■ EXERCISE TEXT
━━━━━━━━━━━━━━━━━━━━━━━━━━━━━━

Both Heavy Drinking and Abstinence Could Raise Risk of Dementia, Study Suggests

Both abstaining from alcohol and drinking excessively have been linked in a study to the risk of developing dementia.

The research comes as scientists attempt to find a cause, treatment and cure for dementia: the umbrella term for neurodegenerative diseases—the most common of which is Alzheimer's. Some 5.7 million Americans currently have Alzheimer's disease, and this figure is expected to rise to 14 million by 2050.

Past studies have indicated that drinking in moderation could lower the risk of dementia, while not drinking alcohol and drinking heavily could have the opposite effect. But the reason why isn't exactly clear.

So an international team of researchers assessed data collected on 9,000 British civil servants between 1985 to 1993, who were who were aged between 35 and 55 at the start of the study. Of the total participants, 387 were eventually diagnosed with dementia, at an average age of 76.

An international team of researchers have investigated whether drinking alcohol in middle age can raise an individual's risk of developing dementia. Getty Images

Dr. Servine Sabia of the department of epidemiology and public health at the French National Institute of Health and Medical Research (Inserm) and co-author of the study told Newsweek: "Most previous studies on the association between alcohol consumption and risk of dementia are based on elderly populations where drinking habits may have been modified at older ages.

"Given the long latent phase of dementia it is important to consider how alcohol consumption over adulthood shapes the risk of dementia."

Read more: Skinny Fat Body Type Linked to Dementia Risk in Study

The data suggested not drinking alcohol in midlife or drinking more than 14 units per week carried a higher chance of dementia compared with those who drank between one to 14 units. And every seven units an individual went above the 14 unit threshold was linked with a 17 percent increased risk of dementia from the baseline.

━━━━━━━━━━━━━━━━━━━━━━━━━━━━━━

■ WORK ITEM
Transcribe the article on alcohol and dementia between "Both abstaining from" and "million by 2050.", inclusive. The data has no connection to the article on alcohol and dementia.

[Items from a data source]
━━━━━━━━━━━━━━━━━━━━━━━━━━━━━━

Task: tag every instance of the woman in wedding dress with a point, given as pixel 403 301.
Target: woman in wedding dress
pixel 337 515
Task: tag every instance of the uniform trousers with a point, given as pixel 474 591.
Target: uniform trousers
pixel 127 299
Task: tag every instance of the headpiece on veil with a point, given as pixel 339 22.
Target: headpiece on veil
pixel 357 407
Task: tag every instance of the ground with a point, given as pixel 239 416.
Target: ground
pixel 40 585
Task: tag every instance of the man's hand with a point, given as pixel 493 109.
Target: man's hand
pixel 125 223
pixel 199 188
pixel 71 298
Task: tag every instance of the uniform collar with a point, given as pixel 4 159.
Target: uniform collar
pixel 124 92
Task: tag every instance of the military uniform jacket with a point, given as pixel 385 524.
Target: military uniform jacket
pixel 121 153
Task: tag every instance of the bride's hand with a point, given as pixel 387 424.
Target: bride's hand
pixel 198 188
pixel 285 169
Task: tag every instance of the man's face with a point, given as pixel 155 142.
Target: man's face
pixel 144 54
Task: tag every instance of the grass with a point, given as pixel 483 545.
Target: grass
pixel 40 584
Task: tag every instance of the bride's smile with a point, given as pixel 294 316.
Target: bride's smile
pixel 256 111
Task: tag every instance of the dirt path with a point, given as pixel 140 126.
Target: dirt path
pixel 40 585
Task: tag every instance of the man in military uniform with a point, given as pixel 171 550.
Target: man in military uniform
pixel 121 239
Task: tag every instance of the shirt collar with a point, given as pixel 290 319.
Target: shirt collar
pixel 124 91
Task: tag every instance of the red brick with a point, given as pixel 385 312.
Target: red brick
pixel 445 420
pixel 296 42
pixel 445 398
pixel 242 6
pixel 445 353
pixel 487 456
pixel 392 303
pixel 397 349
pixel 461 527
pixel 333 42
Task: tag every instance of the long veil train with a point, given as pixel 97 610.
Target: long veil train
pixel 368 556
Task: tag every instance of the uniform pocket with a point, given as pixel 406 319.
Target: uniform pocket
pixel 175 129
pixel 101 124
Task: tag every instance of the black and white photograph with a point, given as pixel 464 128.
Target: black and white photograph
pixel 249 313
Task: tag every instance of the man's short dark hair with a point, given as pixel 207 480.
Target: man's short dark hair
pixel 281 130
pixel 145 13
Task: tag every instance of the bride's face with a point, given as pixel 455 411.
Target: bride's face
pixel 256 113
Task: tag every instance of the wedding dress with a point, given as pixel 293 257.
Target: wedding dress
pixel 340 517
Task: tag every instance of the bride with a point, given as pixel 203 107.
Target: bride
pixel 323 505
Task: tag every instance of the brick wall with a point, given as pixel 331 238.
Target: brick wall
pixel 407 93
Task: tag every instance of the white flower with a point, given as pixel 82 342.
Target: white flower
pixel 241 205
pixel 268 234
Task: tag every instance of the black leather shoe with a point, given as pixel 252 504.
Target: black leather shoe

━━━━━━━━━━━━━━━━━━━━━━━━━━━━━━

■ TASK OUTPUT
Both abstaining from alcohol and drinking excessively have been linked in a study to the risk of developing dementia.

The research comes as scientists attempt to find a cause, treatment and cure for dementia: the umbrella term for neurodegenerative diseases—the most common of which is Alzheimer's. Some 5.7 million Americans currently have Alzheimer's disease, and this figure is expected to rise to 14 million by 2050.